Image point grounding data
☆ ☆ ☆ ☆

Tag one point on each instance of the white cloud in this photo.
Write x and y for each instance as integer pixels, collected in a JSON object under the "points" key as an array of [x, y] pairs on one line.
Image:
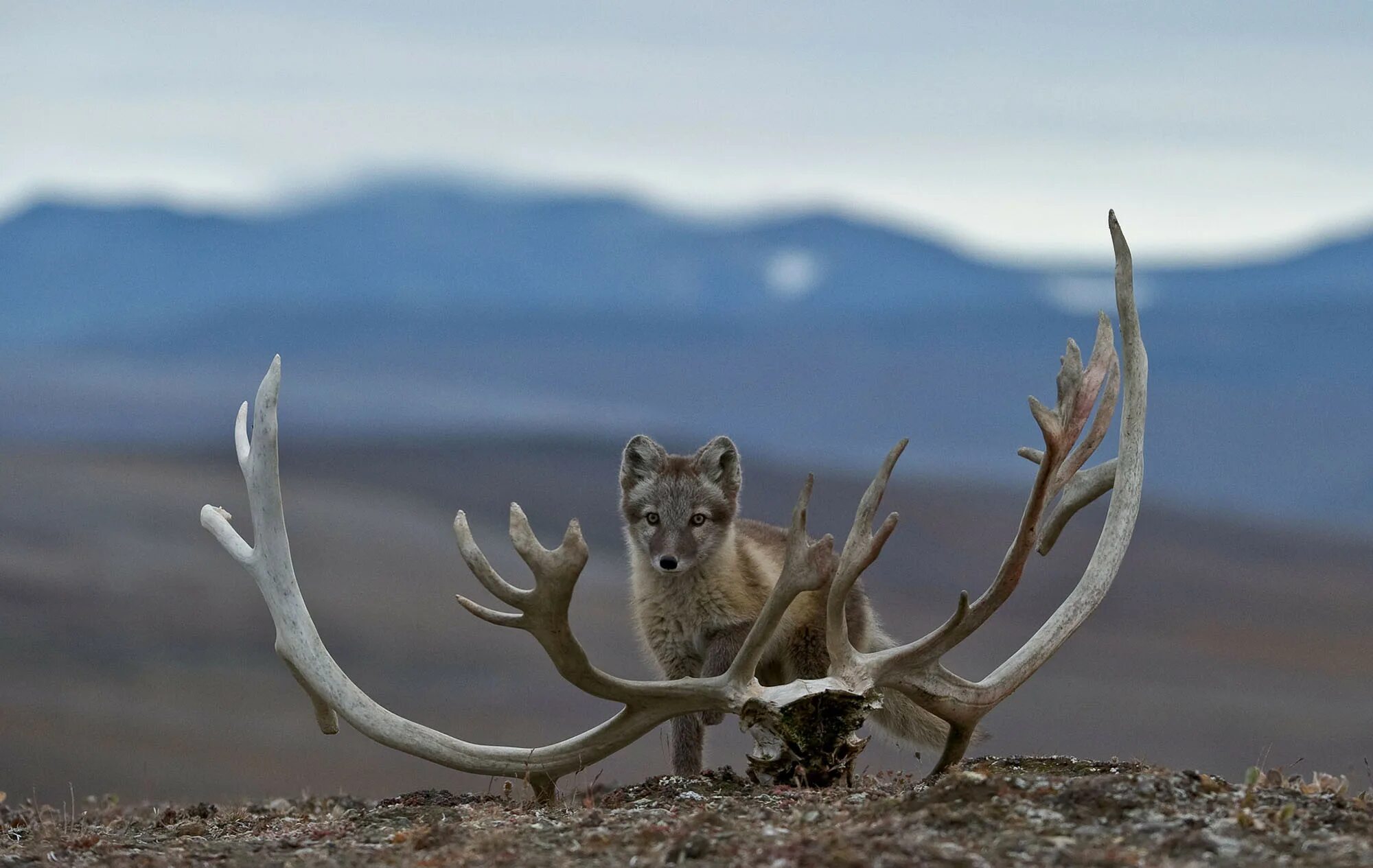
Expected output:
{"points": [[1013, 128]]}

☆ ☆ ☆ ☆

### ASSIGNMENT
All the lines above must be written out exactly, without a single picture.

### REPLY TO THE TASK
Tag one point on each instance of the white cloud in this photo.
Write x and y for each instance as integer pixels, collected in a JSON object under the "points" key as an array of [x, y] pairs on one line.
Image:
Expected output:
{"points": [[1013, 128]]}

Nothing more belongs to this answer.